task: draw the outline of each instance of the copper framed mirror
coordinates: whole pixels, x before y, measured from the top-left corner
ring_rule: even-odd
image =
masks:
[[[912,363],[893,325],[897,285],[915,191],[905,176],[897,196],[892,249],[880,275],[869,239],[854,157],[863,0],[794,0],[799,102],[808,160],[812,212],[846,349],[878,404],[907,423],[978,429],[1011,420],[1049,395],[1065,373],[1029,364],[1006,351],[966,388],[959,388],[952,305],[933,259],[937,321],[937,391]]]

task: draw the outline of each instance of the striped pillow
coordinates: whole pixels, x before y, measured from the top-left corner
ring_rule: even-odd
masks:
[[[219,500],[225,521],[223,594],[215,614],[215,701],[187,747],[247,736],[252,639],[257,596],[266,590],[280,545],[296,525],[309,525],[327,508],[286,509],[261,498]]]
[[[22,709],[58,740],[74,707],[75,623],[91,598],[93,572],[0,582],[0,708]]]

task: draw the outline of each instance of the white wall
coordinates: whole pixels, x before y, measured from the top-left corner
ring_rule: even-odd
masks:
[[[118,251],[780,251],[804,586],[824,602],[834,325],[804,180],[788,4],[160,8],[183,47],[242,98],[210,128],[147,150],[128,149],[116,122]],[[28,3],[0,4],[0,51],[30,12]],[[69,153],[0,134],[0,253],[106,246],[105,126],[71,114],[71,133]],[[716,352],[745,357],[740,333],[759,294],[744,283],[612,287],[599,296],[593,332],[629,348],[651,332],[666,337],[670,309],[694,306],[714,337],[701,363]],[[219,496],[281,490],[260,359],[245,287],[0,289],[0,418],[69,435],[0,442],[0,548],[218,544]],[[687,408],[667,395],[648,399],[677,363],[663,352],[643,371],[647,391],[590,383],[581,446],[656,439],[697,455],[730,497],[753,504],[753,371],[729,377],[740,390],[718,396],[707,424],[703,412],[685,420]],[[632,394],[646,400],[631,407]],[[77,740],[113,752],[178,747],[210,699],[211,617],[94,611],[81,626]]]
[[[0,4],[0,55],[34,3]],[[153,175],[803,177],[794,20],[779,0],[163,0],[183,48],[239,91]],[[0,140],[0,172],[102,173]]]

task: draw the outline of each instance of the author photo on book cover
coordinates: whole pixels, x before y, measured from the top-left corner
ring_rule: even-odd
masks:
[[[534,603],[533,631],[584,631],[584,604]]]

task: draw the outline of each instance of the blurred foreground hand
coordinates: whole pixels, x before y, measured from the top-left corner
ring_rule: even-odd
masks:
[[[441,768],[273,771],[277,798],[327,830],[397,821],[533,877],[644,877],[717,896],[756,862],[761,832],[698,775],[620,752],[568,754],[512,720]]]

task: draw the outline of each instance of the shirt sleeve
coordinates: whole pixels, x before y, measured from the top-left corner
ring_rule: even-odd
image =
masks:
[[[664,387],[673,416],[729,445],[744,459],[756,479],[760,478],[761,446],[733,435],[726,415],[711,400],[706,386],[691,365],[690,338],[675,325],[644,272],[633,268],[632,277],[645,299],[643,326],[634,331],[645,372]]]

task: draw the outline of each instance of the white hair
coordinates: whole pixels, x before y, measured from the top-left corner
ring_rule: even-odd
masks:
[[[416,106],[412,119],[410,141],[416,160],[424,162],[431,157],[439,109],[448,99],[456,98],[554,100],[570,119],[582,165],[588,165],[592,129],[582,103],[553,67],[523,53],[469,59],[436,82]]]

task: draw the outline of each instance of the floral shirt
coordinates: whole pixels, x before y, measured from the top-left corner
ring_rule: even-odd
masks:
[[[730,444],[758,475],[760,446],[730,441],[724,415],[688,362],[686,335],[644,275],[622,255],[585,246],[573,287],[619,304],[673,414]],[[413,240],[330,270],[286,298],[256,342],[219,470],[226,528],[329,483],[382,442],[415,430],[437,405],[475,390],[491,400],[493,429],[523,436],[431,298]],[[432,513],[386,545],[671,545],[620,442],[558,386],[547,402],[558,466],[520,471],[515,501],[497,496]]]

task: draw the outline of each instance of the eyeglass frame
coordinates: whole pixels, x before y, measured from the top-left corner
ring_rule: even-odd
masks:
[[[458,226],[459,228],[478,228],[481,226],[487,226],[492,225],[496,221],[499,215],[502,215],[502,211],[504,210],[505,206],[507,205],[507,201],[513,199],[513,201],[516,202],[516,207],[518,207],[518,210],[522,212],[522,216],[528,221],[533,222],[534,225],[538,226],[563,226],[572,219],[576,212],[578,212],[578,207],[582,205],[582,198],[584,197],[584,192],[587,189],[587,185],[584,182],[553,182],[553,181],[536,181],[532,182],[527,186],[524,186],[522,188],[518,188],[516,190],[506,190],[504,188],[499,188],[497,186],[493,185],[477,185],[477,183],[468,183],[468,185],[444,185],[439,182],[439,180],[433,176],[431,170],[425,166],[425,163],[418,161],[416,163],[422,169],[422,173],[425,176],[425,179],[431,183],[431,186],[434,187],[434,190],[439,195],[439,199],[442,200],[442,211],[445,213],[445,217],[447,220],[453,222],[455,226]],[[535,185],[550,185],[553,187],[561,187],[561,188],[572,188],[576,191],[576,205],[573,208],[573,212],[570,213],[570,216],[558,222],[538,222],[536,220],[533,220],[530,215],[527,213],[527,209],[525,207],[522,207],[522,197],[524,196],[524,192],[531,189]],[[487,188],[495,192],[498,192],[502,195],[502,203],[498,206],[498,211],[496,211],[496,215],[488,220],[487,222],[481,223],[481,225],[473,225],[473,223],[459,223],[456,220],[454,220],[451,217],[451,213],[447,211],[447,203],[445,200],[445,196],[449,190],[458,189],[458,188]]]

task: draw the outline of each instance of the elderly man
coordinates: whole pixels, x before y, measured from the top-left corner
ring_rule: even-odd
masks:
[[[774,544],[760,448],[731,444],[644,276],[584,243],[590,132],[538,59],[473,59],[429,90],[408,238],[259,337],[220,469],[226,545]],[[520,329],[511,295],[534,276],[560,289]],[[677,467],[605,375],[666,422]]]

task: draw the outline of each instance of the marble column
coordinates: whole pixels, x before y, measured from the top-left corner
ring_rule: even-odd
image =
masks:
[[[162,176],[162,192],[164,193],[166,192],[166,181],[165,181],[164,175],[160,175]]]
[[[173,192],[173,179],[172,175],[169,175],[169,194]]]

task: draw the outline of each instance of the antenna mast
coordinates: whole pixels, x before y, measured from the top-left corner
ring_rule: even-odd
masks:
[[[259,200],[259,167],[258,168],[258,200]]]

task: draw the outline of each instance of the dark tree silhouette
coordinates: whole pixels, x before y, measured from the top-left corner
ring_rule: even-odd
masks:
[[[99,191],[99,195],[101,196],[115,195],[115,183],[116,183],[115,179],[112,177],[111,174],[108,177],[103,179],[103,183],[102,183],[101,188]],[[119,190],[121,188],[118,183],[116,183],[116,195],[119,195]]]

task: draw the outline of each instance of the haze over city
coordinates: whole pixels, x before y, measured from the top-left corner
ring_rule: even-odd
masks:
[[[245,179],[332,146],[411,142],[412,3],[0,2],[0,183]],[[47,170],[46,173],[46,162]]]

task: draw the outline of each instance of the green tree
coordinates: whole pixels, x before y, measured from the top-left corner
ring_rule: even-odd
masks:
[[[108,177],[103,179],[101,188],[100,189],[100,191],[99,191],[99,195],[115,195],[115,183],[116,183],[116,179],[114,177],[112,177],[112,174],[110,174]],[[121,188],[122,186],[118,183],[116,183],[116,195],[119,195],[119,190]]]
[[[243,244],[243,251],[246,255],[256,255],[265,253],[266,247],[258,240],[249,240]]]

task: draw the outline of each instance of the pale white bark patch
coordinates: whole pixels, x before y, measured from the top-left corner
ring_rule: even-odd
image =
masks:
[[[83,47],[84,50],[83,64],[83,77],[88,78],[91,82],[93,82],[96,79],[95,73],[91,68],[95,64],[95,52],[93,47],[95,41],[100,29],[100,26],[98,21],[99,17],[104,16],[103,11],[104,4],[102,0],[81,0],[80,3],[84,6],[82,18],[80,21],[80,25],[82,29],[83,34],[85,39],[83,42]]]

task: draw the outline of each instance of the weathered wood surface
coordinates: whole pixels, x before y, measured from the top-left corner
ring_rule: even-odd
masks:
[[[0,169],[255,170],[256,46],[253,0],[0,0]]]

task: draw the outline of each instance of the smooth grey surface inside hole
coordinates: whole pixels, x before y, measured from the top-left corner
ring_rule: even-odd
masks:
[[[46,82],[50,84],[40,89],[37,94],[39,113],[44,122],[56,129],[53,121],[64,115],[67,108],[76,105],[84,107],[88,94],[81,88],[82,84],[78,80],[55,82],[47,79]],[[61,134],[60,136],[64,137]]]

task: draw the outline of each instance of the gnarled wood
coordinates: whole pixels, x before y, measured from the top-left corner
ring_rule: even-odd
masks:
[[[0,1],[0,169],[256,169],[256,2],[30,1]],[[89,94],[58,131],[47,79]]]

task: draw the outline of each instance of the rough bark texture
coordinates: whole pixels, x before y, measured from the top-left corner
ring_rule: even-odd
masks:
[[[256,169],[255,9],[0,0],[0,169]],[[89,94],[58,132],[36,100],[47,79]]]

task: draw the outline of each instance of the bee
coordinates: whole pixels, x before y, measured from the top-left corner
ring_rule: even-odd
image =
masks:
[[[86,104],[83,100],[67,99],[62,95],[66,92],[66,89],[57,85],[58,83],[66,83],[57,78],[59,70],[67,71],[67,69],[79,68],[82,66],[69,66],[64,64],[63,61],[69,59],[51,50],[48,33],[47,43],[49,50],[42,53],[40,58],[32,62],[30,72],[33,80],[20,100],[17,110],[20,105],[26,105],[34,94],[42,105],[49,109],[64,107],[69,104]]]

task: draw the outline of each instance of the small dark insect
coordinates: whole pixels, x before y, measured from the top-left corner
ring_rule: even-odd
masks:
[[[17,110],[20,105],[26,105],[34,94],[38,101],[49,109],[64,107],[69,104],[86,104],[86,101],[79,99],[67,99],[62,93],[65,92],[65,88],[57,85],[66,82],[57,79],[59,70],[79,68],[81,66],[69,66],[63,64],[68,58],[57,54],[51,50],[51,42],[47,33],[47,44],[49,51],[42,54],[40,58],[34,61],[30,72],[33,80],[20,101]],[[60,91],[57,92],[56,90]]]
===============
• _WHAT YOU SHOULD DO_:
Can you reproduce the rows starting at the line that has "task: draw the outline of each instance of the antenna" and stopping after the line that has "[[[259,200],[259,167],[258,168],[258,200]]]", changing "mast" to "tower" and keeping everything else the same?

• _RESULT OF THIS TASK_:
task: draw the outline of each instance of the antenna tower
coordinates: whole pixels, x before y, measured from the top-left corner
ring_rule: even-odd
masks:
[[[259,200],[259,167],[258,168],[258,200]]]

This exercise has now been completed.